START TEXT SEGMENT
Of course I could buy my own. One year my sister told me that her New Year's resolutions were to always have fresh flowers in the house and to write to me once a month. I bleieve she still has fresh flowers in her house, although the second of these resolutions had fallen by the wayside before three months had passed, as New Year's resolutions tend to do. And my mother routinely adds them to the shopping list so the family home is always bursting with carnations and fresias.
Incidentally, I heard that there is a gene that allows you to smell fresias, and some people don't get that heady scent. This must be an urban myth as it seems a particularly useless genetic quality to adapt and inherit. It's not as if it's going to save the species in the long run, is it? Or maybe, those with a genetic predisposition to appreciate flowers in all their rich sensuality are more likely to breed? Now that's a theory in which I could believe. Survival of the fittest and the floral.
Monday, 18 August 2008
Olympics: Medal weekend
I have great respect for all the athletes who are rowing, riding, sailing and swimming their way to the Olympic podium and to all of those who oh-so-nearly made it. Missing out by one hundredth of a second must be heartbreaking, and if our screams at the television set could help, you know you would have made it, by a fingertip or a bow-ball.
END TEXT SEGMENT
## YOUR ASSIGNMENT
In the text about fresh flowers, what two New Year's resolutions did the sister make?
START DATA SHOWN
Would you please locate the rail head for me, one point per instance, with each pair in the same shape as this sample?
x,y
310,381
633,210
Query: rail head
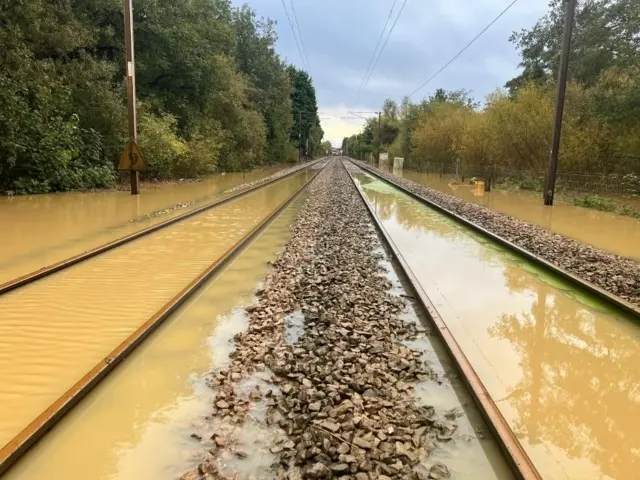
x,y
610,299
38,428
56,267
518,460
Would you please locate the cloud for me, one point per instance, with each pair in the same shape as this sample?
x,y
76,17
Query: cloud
x,y
335,124
340,37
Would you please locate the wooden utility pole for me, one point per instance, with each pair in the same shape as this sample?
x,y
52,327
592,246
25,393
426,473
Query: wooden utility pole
x,y
550,180
131,86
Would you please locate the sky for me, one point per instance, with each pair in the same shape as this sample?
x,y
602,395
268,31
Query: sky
x,y
340,36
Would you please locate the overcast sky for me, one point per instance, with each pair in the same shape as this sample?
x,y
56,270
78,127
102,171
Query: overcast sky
x,y
340,36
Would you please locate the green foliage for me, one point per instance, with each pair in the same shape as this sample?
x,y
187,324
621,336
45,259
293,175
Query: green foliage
x,y
510,135
306,123
605,36
212,91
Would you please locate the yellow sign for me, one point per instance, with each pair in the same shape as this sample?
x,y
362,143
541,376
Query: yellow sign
x,y
131,159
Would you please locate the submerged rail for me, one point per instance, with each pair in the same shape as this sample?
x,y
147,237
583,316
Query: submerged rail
x,y
519,461
21,443
602,294
56,267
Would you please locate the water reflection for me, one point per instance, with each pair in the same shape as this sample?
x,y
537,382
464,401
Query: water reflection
x,y
38,230
561,367
55,330
137,423
615,233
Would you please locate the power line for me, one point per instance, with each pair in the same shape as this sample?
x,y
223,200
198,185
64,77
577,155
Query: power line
x,y
464,49
294,35
304,50
366,73
385,44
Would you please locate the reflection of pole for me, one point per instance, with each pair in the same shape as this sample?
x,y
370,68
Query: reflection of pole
x,y
537,363
131,85
378,142
550,182
299,135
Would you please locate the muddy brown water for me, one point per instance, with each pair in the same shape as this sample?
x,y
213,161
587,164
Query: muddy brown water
x,y
39,230
55,330
137,423
561,366
608,231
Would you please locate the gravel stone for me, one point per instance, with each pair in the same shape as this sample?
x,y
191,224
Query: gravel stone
x,y
342,394
613,273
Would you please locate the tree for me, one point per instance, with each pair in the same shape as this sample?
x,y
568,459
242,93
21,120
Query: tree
x,y
605,36
212,91
306,124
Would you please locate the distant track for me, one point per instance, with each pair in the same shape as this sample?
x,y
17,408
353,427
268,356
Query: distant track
x,y
22,442
576,281
56,267
519,461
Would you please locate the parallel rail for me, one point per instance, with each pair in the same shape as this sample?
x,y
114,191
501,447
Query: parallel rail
x,y
518,460
21,443
56,267
576,281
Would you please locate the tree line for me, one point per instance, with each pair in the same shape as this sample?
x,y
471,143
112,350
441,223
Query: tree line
x,y
512,128
213,94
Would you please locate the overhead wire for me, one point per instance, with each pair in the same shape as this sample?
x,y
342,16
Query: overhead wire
x,y
294,36
373,56
384,46
464,49
304,49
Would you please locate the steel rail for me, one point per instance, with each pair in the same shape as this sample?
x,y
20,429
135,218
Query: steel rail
x,y
607,297
56,267
39,427
518,460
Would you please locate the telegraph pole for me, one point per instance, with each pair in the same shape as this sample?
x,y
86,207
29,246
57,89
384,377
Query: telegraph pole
x,y
550,181
131,87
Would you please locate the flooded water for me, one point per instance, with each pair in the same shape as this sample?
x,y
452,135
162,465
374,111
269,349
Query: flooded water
x,y
137,423
561,366
472,451
608,231
54,330
39,230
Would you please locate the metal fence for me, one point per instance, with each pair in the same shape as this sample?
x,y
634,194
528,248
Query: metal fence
x,y
619,184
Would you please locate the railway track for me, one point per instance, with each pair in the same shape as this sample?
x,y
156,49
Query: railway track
x,y
456,323
58,266
522,462
578,282
81,285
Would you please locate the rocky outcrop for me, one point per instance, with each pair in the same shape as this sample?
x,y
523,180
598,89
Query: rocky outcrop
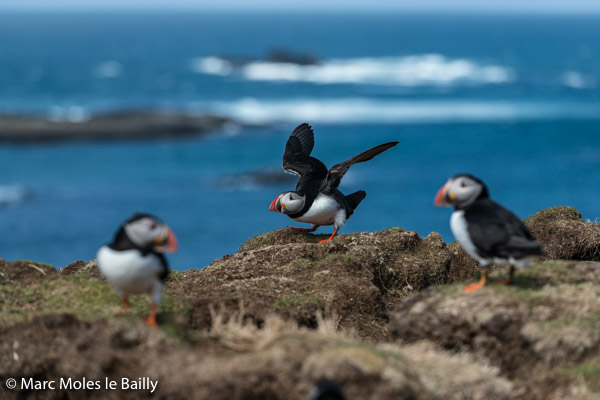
x,y
382,314
116,125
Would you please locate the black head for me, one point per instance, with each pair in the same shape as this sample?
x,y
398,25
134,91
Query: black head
x,y
461,191
146,233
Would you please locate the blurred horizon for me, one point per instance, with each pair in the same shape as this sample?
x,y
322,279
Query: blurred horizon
x,y
512,99
261,6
END DATA SHOWN
## RESPONSE FOR THIS EXERCISE
To always have fresh flowers in the house and to write once a month.